* Selected text *
While porting this I found this...

d3x0r · Post by **d3x0r** » Thu Oct 15, 2015 8:25 am

This is in struct ClosestRayResultCallback.....

m_hitPointWorld.setInterpolate3 clears the value set in the IF above...

Code: Select all

		virtual	btScalar	addSingleResult(LocalRayResult& rayResult,bool normalInWorldSpace)
		{
			//caller already does the filter on the m_closestHitFraction
			btAssert(rayResult.m_hitFraction <= m_closestHitFraction);
			
			m_closestHitFraction = rayResult.m_hitFraction;
			m_collisionObject = rayResult.m_collisionObject;
			if (normalInWorldSpace)
			{
				m_hitNormalWorld = rayResult.m_hitNormalLocal;
			} else
			{
				///need to transform normal into worldspace
				m_hitNormalWorld = m_collisionObject->getWorldTransform().getBasis()*rayResult.m_hitNormalLocal;
			}
			/******** 
This line override either result from the prior IF 
*******************/
			m_hitPointWorld.setInterpolate3(m_rayFromWorld,m_rayToWorld,rayResult.m_hitFraction);
			return rayResult.m_hitFraction;
		}

xexuxjy · Post by **xexuxjy** » Thu Oct 15, 2015 11:36 am

does it? one seems to be point and one seems to be normal?

d3x0r · Post by **d3x0r** » Fri Oct 16, 2015 2:52 pm

Okay true... I triple checked it and thought it was the same.
----

lots of places use -FLT_MAX instead of FLT_MIN.

there's also several places that use 1e30 instead of BT_LARGE_FLOAT
as in..

Code: Select all

		btScalar planeEq = 1e30f;

or

Code: Select all

		btScalar minDist = -1e30f;

Many places define a EPSILON instead of using SIMD_EPSILON

-----
btConvexHullComputer doesn't use standard lists of btVertex3's instead tries to do it's own managment of double* or float* with a stride. (but it is implemented by a third party)

-----
any idea what neib means? as in...

* Exercises *
1. Decide whether each of the following statements agrees with the porting thread. Answer yes or no for each, and quote the words of the thread that settle it.
(a) xexuxjy replied that one of the two values seems to be a point and the other a normal.
(b) d3x0r says he checked the code twice before posting.
(c) According to the thread, btConvexHullComputer uses standard lists of btVertex3's.
2. Write the next part of the porting thread, carrying on from its last line.

* Records *
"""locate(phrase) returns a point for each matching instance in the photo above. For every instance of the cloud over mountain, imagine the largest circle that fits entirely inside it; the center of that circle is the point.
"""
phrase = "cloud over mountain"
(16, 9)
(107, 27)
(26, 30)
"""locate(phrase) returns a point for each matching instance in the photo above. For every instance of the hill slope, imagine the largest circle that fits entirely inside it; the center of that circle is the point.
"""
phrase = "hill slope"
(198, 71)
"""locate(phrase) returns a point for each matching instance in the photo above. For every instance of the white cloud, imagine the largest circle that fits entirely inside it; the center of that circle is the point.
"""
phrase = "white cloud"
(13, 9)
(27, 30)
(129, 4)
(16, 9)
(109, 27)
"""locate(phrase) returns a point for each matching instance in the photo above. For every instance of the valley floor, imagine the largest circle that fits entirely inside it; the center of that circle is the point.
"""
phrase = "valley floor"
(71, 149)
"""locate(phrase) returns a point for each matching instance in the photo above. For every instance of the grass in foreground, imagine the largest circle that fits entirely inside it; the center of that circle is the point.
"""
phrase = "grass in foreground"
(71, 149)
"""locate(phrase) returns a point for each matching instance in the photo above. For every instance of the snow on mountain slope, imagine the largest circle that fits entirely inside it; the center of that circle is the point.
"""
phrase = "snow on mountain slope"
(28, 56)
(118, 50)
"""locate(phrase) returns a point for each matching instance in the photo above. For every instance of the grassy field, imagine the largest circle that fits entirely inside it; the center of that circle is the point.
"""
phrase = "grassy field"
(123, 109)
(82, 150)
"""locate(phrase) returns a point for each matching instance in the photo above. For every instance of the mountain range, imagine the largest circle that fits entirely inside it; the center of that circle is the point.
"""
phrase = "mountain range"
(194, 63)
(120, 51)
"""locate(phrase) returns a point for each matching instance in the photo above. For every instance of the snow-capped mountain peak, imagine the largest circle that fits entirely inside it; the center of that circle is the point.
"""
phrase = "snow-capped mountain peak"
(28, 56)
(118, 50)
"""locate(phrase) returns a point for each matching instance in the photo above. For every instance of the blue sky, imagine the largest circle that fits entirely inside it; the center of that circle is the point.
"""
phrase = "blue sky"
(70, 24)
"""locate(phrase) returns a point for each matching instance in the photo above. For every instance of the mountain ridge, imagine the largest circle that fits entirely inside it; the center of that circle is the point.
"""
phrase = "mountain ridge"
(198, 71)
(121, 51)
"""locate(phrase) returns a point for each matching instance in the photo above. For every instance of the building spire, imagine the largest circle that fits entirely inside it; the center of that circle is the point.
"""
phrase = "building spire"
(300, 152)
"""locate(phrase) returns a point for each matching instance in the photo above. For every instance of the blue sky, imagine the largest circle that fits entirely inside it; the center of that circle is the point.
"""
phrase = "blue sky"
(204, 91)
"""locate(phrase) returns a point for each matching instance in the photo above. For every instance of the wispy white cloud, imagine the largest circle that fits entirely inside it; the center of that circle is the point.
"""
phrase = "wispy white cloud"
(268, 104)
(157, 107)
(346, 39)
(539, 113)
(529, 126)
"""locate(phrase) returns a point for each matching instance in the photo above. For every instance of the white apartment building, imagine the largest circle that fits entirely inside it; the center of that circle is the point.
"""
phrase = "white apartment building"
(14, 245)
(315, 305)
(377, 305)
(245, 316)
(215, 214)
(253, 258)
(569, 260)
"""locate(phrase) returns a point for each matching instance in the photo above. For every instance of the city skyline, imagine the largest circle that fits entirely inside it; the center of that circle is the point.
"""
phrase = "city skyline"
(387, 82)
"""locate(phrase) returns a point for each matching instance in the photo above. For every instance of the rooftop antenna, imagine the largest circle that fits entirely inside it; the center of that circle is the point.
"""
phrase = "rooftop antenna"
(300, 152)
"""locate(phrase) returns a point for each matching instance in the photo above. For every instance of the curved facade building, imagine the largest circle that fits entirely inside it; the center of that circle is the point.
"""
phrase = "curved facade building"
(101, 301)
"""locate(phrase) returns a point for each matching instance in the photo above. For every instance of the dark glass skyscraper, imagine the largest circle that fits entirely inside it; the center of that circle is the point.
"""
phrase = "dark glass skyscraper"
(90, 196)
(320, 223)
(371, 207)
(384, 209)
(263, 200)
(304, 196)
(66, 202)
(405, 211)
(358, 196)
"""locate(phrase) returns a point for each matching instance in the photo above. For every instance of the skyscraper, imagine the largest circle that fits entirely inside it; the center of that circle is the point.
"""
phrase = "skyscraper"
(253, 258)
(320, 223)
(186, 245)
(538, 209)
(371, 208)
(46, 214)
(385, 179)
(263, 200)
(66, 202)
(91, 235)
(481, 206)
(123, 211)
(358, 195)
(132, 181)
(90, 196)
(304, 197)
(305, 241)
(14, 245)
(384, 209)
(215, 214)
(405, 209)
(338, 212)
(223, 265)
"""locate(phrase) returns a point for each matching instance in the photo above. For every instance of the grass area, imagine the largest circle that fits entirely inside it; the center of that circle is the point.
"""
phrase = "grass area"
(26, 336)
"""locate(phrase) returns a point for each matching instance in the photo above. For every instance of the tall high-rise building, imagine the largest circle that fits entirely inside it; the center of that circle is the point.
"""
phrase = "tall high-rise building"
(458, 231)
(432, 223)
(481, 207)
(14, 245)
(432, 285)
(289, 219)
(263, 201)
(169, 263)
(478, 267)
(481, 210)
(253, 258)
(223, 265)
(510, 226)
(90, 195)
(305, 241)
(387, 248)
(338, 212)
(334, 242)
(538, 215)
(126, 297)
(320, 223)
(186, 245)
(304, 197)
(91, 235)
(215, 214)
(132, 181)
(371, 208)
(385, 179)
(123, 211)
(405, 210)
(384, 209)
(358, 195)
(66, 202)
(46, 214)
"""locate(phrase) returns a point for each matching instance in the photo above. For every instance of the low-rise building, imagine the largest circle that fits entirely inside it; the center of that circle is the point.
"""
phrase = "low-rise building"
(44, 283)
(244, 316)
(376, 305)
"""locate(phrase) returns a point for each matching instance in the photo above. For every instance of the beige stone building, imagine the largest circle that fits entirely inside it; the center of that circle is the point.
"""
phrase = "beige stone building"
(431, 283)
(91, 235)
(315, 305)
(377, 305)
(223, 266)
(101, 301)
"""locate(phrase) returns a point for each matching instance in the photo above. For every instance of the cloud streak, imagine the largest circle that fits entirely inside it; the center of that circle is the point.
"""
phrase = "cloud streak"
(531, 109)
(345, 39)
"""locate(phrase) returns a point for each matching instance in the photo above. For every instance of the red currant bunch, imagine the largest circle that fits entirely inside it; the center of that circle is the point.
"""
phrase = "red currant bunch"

* Task-by-task answers *
1.
(a) Yes: "one seems to be point and one seems to be normal?"
(b) No: "I triple checked it and thought it was the same."
(c) No: "btConvexHullComputer doesn't use standard lists of btVertex3's"

2.
Code: Select all

int &btHullTriangle::neib(int a,int b)

part of btConvexHull....

drleviathan · Post by **drleviathan** » Fri Oct 16, 2015 3:49 pm

FLT_MIN represents the smallest positive non-zero value that can be represented by 32-bit floats, so something on the order of 1e-37 whereas -FLT_MAX represents the most negative floating point value.

Yes, sometimes it makes sense to use a custom EPSILON rather than SIMD_EPSILON.

Meh, not using BT_LARGE_FLOAT is probably a little bit sloppy, as is using an unintelligible function named neib(). I looked at the code and tried to figure out what neib() was doing but failed to grasp it after about 5 min of scrutiny, which was all I was willing to throw at it.

xexuxjy · Post by **xexuxjy** » Fri Oct 16, 2015 4:36 pm

puzzled me as well to the point where I had to look it up

seems like neib is short for neighbour, maybe..
https://people.sc.fsu.edu/~jburkardt/c_ ... _neib.html

d3x0r · Post by **d3x0r** » Sat Oct 17, 2015 9:15 am

Neib = neighbor! Ok.
---
re FLT_MIN... my bad; C# has double.MaxValue and double.MinValue so I didn't look and thought MIN was equivalent... since there's FLT_EPSILON which is also FLT_MIN; while .NET's double.Epsilon is the minimum non zero value.
but isn't minimum and maximum float off by +/-1 like int MIN/MAX?
----

Box2dShape - isn't this just a single plane?

Code: Select all

	virtual int getNumPlanes() const
	{
		return 6;
	}	
	
	virtual int getNumEdges() const
	{
		return 12;
	}

while vertices is 4...

btTriangleShape is 1 plane and 3 edges....

d3x0r · Post by **d3x0r** » Sun Oct 18, 2015 11:36 am

For performance it's faster to assign than to use constructor

Code: Select all

class Vector{
	float _a,_b,_c;
public: 
	inline Vector( float a, float b, float c){
		_a = a;
		_b = b;
		_c = c;
	}
};
Vector Zero(0,0,0);

this takes almost twice as long as just assignment

Code: Select all

         Vector v(0,0,0);

Code: Select all

         Vector v2 = Zero;

creating a zero vector happens quite a bit.
Other simple constant vectors are the axis, all one's and all -one.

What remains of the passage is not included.